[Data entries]
>> Begin
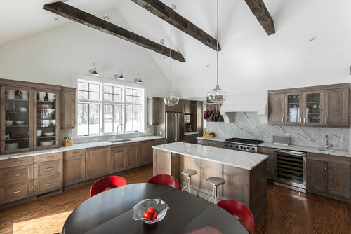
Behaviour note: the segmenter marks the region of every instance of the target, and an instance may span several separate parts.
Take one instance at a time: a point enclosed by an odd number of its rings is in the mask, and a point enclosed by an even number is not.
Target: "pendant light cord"
[[[169,40],[169,80],[171,84],[171,92],[172,92],[172,25],[171,25],[171,39]]]
[[[218,86],[218,0],[217,0],[217,87]]]

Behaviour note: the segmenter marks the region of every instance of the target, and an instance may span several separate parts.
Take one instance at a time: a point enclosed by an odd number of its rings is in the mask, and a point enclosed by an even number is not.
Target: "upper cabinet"
[[[76,116],[75,89],[61,88],[0,79],[0,153],[60,146],[61,109],[65,128],[74,128]]]
[[[268,91],[271,125],[350,127],[350,83]]]
[[[76,88],[61,87],[61,128],[76,127]]]

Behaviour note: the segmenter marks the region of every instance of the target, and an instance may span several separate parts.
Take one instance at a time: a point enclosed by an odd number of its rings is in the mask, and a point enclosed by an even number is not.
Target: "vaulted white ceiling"
[[[62,17],[56,20],[56,15],[42,9],[43,5],[53,1],[55,1],[1,0],[0,46],[14,44],[16,40],[26,40],[48,30],[61,34],[67,30],[68,34],[72,32],[68,29],[86,28]],[[217,36],[216,0],[161,1],[168,6],[176,4],[176,11],[180,15],[212,36]],[[230,94],[249,93],[350,82],[351,1],[263,1],[274,22],[276,33],[270,36],[267,35],[245,1],[219,0],[219,42],[222,51],[219,53],[218,69],[223,89]],[[100,18],[108,12],[111,22],[157,43],[164,39],[165,46],[169,46],[170,25],[130,0],[69,0],[65,3]],[[186,60],[185,62],[172,61],[173,90],[185,98],[204,97],[216,85],[216,51],[178,29],[173,27],[173,30],[172,48],[180,52]],[[312,36],[316,39],[310,41]],[[100,64],[107,63],[104,60],[107,58],[114,60],[112,55],[106,56],[110,53],[108,48],[113,47],[112,39],[118,44],[126,43],[117,37],[110,39],[108,34],[101,36],[109,40],[105,47],[96,41],[91,44],[101,49],[95,51],[94,60]],[[150,60],[145,61],[143,69],[160,70],[162,76],[159,76],[162,77],[158,78],[169,78],[168,57],[135,45],[128,46],[133,46],[133,55],[124,51],[116,56],[124,57],[131,67],[135,67],[140,65],[140,62],[136,62],[135,57],[140,55],[144,57],[146,51]],[[6,60],[4,57],[1,60],[1,48],[0,61]],[[86,55],[81,56],[82,60],[86,60],[83,56]],[[106,76],[113,76],[113,69],[109,69],[108,66],[105,68]],[[67,73],[86,72],[74,64],[67,69],[70,69]],[[4,74],[8,76],[8,71]],[[166,92],[168,89],[159,88],[166,90]],[[160,92],[159,95],[163,93]]]

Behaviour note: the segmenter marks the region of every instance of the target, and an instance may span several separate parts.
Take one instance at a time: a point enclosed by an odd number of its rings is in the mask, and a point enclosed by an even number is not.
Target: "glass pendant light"
[[[217,85],[216,88],[207,93],[208,99],[212,103],[223,103],[227,98],[227,92],[222,90],[218,85],[218,0],[217,0]]]
[[[164,103],[169,106],[176,106],[179,102],[179,97],[176,96],[172,92],[172,25],[171,25],[171,45],[169,46],[169,59],[170,59],[170,65],[169,65],[169,81],[171,83],[171,92],[166,97],[164,97]]]

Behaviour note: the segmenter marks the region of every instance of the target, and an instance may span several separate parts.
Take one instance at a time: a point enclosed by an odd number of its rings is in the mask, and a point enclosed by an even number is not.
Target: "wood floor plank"
[[[128,184],[147,182],[152,167],[121,175]],[[44,198],[0,213],[0,233],[61,233],[69,214],[89,198],[91,184]],[[255,233],[350,234],[351,204],[268,184],[268,202]]]

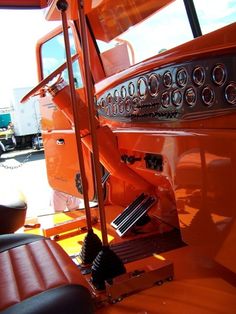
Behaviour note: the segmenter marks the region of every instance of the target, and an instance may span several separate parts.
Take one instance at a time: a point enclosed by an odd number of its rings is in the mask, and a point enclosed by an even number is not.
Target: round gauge
[[[99,106],[101,109],[104,109],[106,107],[106,101],[104,98],[102,98],[99,102]]]
[[[159,79],[156,74],[151,74],[148,79],[149,93],[152,97],[157,96],[159,91]]]
[[[167,71],[163,74],[163,85],[167,88],[171,87],[172,75],[171,75],[170,71]]]
[[[210,86],[204,87],[202,90],[202,100],[204,104],[206,104],[207,106],[210,106],[213,104],[214,99],[215,99],[215,94],[214,94],[213,89]]]
[[[173,91],[171,98],[173,105],[176,107],[179,107],[182,104],[182,94],[178,89]]]
[[[144,77],[138,79],[138,95],[140,98],[145,98],[147,96],[147,81]]]
[[[119,101],[119,92],[118,92],[118,90],[116,89],[115,91],[114,91],[114,100],[115,100],[115,102],[118,102]]]
[[[121,87],[120,95],[121,95],[122,99],[125,99],[125,97],[127,96],[127,90],[126,90],[125,86]]]
[[[107,95],[106,100],[107,100],[107,103],[108,103],[108,104],[112,104],[113,101],[112,101],[111,93],[109,93],[109,94]]]
[[[135,87],[134,87],[134,83],[130,82],[128,85],[128,92],[130,96],[134,96],[135,93]]]
[[[225,88],[225,98],[231,105],[236,105],[236,83],[232,82]]]
[[[185,69],[180,69],[176,73],[176,83],[179,87],[184,87],[187,84],[188,74]]]
[[[117,104],[113,104],[113,106],[112,106],[113,116],[117,115],[117,112],[118,112],[118,106],[117,106]]]
[[[212,80],[216,85],[223,85],[226,80],[226,69],[223,64],[217,64],[212,70]]]
[[[132,109],[132,101],[130,99],[127,99],[125,102],[125,111],[130,112]]]
[[[185,92],[185,100],[189,106],[194,106],[197,101],[197,95],[193,87],[189,87]]]
[[[170,103],[170,96],[168,92],[164,92],[161,95],[161,104],[164,108],[167,108],[169,106]]]
[[[193,81],[197,86],[202,86],[205,81],[205,70],[203,67],[196,67],[193,70]]]
[[[124,104],[124,102],[121,102],[118,105],[118,109],[119,109],[119,113],[123,113],[125,111],[125,104]]]

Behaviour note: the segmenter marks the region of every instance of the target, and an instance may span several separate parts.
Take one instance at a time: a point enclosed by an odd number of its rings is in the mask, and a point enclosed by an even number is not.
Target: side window
[[[70,51],[71,55],[76,54],[74,39],[72,36],[72,31],[69,29],[69,38],[70,38]],[[48,41],[44,42],[41,46],[41,59],[42,59],[42,70],[43,78],[51,74],[64,62],[66,62],[66,51],[64,45],[63,34],[59,33],[55,37],[50,38]],[[78,60],[73,62],[73,74],[75,87],[83,87],[81,72],[79,68]],[[65,70],[62,72],[63,79],[68,82],[68,71]]]

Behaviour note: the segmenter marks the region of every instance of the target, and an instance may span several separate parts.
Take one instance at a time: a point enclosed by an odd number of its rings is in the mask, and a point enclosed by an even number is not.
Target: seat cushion
[[[92,313],[93,304],[83,275],[55,241],[30,234],[0,235],[0,273],[0,311],[54,313],[52,306],[56,308],[59,303],[56,305],[53,299],[60,299],[65,293],[55,312]],[[74,312],[63,312],[67,302],[73,305]],[[80,312],[80,308],[86,310]]]
[[[27,204],[21,193],[4,190],[0,196],[0,234],[13,233],[25,223]]]

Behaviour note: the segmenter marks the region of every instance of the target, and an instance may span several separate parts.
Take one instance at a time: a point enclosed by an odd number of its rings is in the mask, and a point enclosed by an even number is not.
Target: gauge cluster
[[[122,122],[209,117],[236,109],[236,57],[199,59],[133,77],[103,93],[98,114]]]

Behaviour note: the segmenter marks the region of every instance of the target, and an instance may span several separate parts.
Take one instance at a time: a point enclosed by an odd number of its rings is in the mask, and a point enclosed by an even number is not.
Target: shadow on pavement
[[[18,163],[25,163],[31,161],[37,161],[44,159],[44,150],[27,150],[23,151],[12,151],[11,153],[2,154],[0,163],[8,161],[16,161]]]

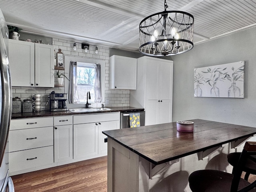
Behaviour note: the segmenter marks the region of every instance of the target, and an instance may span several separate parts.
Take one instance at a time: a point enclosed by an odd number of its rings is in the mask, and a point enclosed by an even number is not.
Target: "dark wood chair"
[[[238,163],[241,154],[240,152],[237,152],[232,153],[228,155],[228,161],[233,167],[232,174],[234,174],[236,167]],[[243,171],[246,172],[244,179],[246,181],[248,180],[250,174],[256,175],[256,156],[252,156],[252,158],[247,159]]]
[[[234,174],[216,170],[200,170],[188,178],[193,192],[256,192],[256,181],[250,183],[241,176],[248,160],[256,155],[256,142],[247,142],[241,154]]]

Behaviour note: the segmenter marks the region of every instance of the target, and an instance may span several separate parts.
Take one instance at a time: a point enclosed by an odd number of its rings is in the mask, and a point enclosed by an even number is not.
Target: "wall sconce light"
[[[76,42],[75,42],[73,44],[73,50],[74,50],[74,51],[75,51],[76,50]]]
[[[90,45],[89,44],[85,44],[85,43],[82,44],[82,49],[84,50],[84,52],[86,53],[88,52],[89,50],[89,47]]]
[[[99,48],[96,46],[95,48],[95,54],[98,54],[98,53],[99,53]]]

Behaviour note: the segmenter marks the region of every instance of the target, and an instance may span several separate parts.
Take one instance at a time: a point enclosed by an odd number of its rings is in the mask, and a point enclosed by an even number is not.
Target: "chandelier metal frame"
[[[151,15],[140,23],[139,51],[149,56],[180,54],[194,46],[194,17],[186,12],[164,11]]]

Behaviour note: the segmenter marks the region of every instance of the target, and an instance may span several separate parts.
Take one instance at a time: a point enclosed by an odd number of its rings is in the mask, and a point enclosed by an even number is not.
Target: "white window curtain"
[[[100,64],[96,64],[94,65],[95,72],[94,73],[94,102],[100,103],[102,101],[102,96],[101,94],[101,78],[100,76]]]
[[[76,62],[70,62],[69,70],[70,83],[68,89],[68,100],[70,103],[79,103],[79,97],[77,91]]]

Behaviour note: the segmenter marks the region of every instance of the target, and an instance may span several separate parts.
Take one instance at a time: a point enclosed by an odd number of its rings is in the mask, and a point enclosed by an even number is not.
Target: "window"
[[[86,102],[88,91],[91,95],[91,102],[94,100],[94,65],[77,62],[77,91],[80,102]]]
[[[65,80],[65,91],[68,93],[69,104],[86,102],[87,91],[89,91],[91,94],[91,99],[89,100],[89,103],[105,102],[105,60],[66,56],[65,63],[65,72],[66,73],[66,76],[69,77],[70,80],[69,81],[66,78]],[[81,68],[78,70],[78,67]],[[86,69],[88,71],[84,71]],[[94,76],[91,73],[93,72],[94,73]],[[78,72],[80,74],[79,78],[76,74]],[[90,76],[96,79],[94,81],[89,79],[89,75],[84,75],[86,72],[90,74]],[[92,82],[93,82],[93,84],[91,83]],[[78,85],[80,87],[78,88]]]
>> End
[What you should do]
Replace "segmenter" with "annotator" in the records, starting at the first line and ending at the line that contains "[[[76,88],[61,87],[61,128],[76,127]]]". Leave everything else unchanged and omit the pictures.

[Result of this task]
Behaviour note: the annotator marks the region of every instance of the target, and an instance may span several separate parts.
Take one instance at a time: a point enclosed by an odd number of its rings is in the mask, and a point enclosed by an even number is not.
Target: "pendant light cord"
[[[169,40],[169,80],[171,84],[171,92],[172,92],[172,25],[171,25],[171,39]]]
[[[218,86],[218,0],[217,0],[217,87]]]

Behaviour note: the annotator marks the region of every instance of the target, and an instance may span several separate parts.
Take one instance at a time: a point enclosed by an odd number of its rings is in the mask, and a point enclosed by an even number is not.
Target: "upper cabinet"
[[[76,116],[75,89],[61,88],[0,79],[0,153],[60,146],[61,109],[65,128],[74,128]]]
[[[268,91],[271,125],[350,127],[350,83]]]
[[[76,88],[61,87],[61,128],[76,127]]]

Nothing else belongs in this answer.